* EXTRACTED TEXT

· · · ·

A former Xinjiang detainee has arrived in the US to testify over repeated torture he says he was subjected to in one of China’s mass detention camps . Ovalbek Turdakun was given special authorization to enter the US after he alleged he had been imprisoned without a fair trial and tortured repeatedly.
A Twitter shareholder is suing Elon Musk for failing to disclose that he had bought a substantial stake in the company, affecting share prices. The Tesla chief executive acquired a 9.2% stake in Twitter but it took several weeks for him to reveal this, violating federal law requiring disclosure within 10 days.
Sherri Papini, the northern California woman charged last month with faking her kidnapping in 2016, admitted she had made up the story that prompted a frantic search and international headlines. She accepted a plea bargain with prosecutors yesterday and said she was “deeply ashamed”.
Stat of the day: if Marilyn sells for $200m, Warhol will be worth more than Picasso
A press conference in front of Shot Sage Blue Marilyn by Andy Warhol, to announce the auction. Photograph: Justin Lane/EPA
Warhol’s portrait of Marilyn Monroe, probably his most recognised work, will go on auction at Christie’s in New York in May. If Christie’s has got its estimate right, it will sell for about $200m (£150m). That will make it the most expensive 20th-century work of art ever auctioned. The current record is held by Picasso, so Andy will be established as bigger than Pablo and therefore the greatest artist of the modern age – at least according to an equation of artistic and monetary value he himself invented.
Don’t miss this: can we trust beauty products are safe?
The personal care products we consume, often without thought, are not nearly as safe as we may think. Photograph: Artur Widak/NurPhoto/Rex/Shutterstock
A shocking new docu-series thrusts the highly unregulated and dangerous world of cosmetics into the spotlight. Not So Pretty, a new HBO Max documentary series from the investigative film-makers Amy Ziering and Kirby Dick, looks at toxic chemicals in the beauty industry and the lax regulation, lack of oversight and corporate lobbying that allows for routine US consumer exposure to dangerous substances.
Climate check: young Montanans wage historic climate fight
Youth climate activists march from the White House to the US Capitol earlier this year. Photograph: Bryan Olin Dozier/NurPhoto/Rex/Shutterstock
Sixteen young people are suing the state of Montana for failing to protect their generation from irreversible harm brought by the climate crisis in what will be the first youth-led climate case to make it to trial. Their case, Held v State of Montana, argues that state lawmakers have prioritized the business interests of the fossil fuel industry over their future. Experts say a decision in favor of the 16 youth plaintiffs could have sweeping implications across the US.
Last Thing: elusive ivory-bill woodpecker not extinct, researchers say
A photo taken from movie footage recorded by Arthur Allen in Louisiana in 1935, showing an ivory-billed woodpecker. Photograph: Arthur Allen/Cornell Lab of Ornithology/AFP/Getty Images
In terms of elusiveness, it is the Bigfoot or Loch Ness monster of the bird world, so rare and undetectable that the US government declared it extinct last year. But the ivory-bill woodpecker is, in fact, still alive and pecking in the forests of Louisiana, a team of researchers has claimed. A series of grainy pictures and observations of the bird, which had its last widely accepted sighting in 1944, show that the furtive woodpecker is still holding on in the swampy forests of the US south.

· · · ·

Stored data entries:

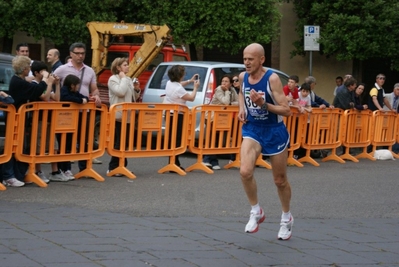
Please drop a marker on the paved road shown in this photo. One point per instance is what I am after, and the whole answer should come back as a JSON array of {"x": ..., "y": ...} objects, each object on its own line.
[{"x": 345, "y": 215}]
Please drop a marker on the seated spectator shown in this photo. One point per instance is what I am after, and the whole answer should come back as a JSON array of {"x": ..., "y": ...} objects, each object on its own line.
[
  {"x": 39, "y": 71},
  {"x": 357, "y": 97},
  {"x": 317, "y": 102},
  {"x": 304, "y": 100},
  {"x": 22, "y": 91},
  {"x": 225, "y": 94},
  {"x": 376, "y": 95},
  {"x": 342, "y": 86},
  {"x": 393, "y": 98},
  {"x": 338, "y": 81},
  {"x": 291, "y": 90},
  {"x": 6, "y": 98}
]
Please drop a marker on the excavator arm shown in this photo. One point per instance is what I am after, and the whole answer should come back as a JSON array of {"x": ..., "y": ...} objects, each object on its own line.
[{"x": 154, "y": 39}]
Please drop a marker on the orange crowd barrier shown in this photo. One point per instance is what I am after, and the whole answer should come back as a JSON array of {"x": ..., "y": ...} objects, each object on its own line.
[
  {"x": 148, "y": 130},
  {"x": 296, "y": 127},
  {"x": 7, "y": 137},
  {"x": 396, "y": 155},
  {"x": 322, "y": 133},
  {"x": 219, "y": 132},
  {"x": 383, "y": 133},
  {"x": 356, "y": 133},
  {"x": 65, "y": 119}
]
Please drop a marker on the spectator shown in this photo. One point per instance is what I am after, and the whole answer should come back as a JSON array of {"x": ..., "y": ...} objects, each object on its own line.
[
  {"x": 53, "y": 57},
  {"x": 305, "y": 103},
  {"x": 342, "y": 86},
  {"x": 376, "y": 95},
  {"x": 176, "y": 94},
  {"x": 393, "y": 98},
  {"x": 357, "y": 97},
  {"x": 236, "y": 84},
  {"x": 304, "y": 100},
  {"x": 6, "y": 98},
  {"x": 291, "y": 90},
  {"x": 224, "y": 94},
  {"x": 344, "y": 98},
  {"x": 121, "y": 90},
  {"x": 39, "y": 70},
  {"x": 22, "y": 49},
  {"x": 317, "y": 102},
  {"x": 88, "y": 85},
  {"x": 68, "y": 59},
  {"x": 21, "y": 91},
  {"x": 338, "y": 81}
]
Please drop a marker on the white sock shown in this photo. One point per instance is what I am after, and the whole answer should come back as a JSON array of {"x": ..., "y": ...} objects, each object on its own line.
[
  {"x": 286, "y": 216},
  {"x": 256, "y": 209}
]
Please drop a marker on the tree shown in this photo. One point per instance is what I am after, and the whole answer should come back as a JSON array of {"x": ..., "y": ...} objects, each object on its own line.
[
  {"x": 228, "y": 25},
  {"x": 62, "y": 21},
  {"x": 352, "y": 30}
]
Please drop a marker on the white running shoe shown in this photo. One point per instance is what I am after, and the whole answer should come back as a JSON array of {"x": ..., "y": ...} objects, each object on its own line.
[
  {"x": 13, "y": 182},
  {"x": 286, "y": 229},
  {"x": 43, "y": 177},
  {"x": 116, "y": 174},
  {"x": 254, "y": 221}
]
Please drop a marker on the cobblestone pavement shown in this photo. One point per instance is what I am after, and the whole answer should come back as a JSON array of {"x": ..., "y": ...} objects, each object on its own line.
[{"x": 345, "y": 215}]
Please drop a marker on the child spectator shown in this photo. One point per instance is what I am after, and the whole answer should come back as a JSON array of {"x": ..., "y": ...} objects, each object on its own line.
[
  {"x": 304, "y": 99},
  {"x": 39, "y": 71},
  {"x": 70, "y": 93}
]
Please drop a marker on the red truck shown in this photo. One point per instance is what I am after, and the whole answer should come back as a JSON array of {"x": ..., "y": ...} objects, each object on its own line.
[{"x": 108, "y": 43}]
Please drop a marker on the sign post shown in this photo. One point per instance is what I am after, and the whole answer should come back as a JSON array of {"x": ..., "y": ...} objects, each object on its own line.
[{"x": 311, "y": 42}]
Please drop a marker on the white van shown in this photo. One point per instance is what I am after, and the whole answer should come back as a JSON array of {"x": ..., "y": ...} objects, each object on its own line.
[{"x": 210, "y": 73}]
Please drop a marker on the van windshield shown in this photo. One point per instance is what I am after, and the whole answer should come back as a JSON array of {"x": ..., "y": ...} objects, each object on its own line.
[{"x": 160, "y": 77}]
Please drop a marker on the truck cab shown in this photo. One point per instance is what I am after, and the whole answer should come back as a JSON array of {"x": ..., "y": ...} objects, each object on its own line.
[
  {"x": 167, "y": 54},
  {"x": 151, "y": 45}
]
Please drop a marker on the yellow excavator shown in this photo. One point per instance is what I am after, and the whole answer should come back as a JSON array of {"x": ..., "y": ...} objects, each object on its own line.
[
  {"x": 102, "y": 33},
  {"x": 108, "y": 42}
]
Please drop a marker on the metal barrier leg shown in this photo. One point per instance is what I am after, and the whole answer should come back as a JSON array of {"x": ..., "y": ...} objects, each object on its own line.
[
  {"x": 89, "y": 172},
  {"x": 172, "y": 167},
  {"x": 307, "y": 158},
  {"x": 31, "y": 176},
  {"x": 292, "y": 161},
  {"x": 122, "y": 170},
  {"x": 333, "y": 156},
  {"x": 234, "y": 164},
  {"x": 365, "y": 155}
]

· · · ·

* PROBLEM DETAILS
In the news digest, what is the name of the case brought by the sixteen young people against Montana? The listing is separate material with no connection to the news digest.

* ANSWER FOR THIS EXERCISE
Held v State of Montana.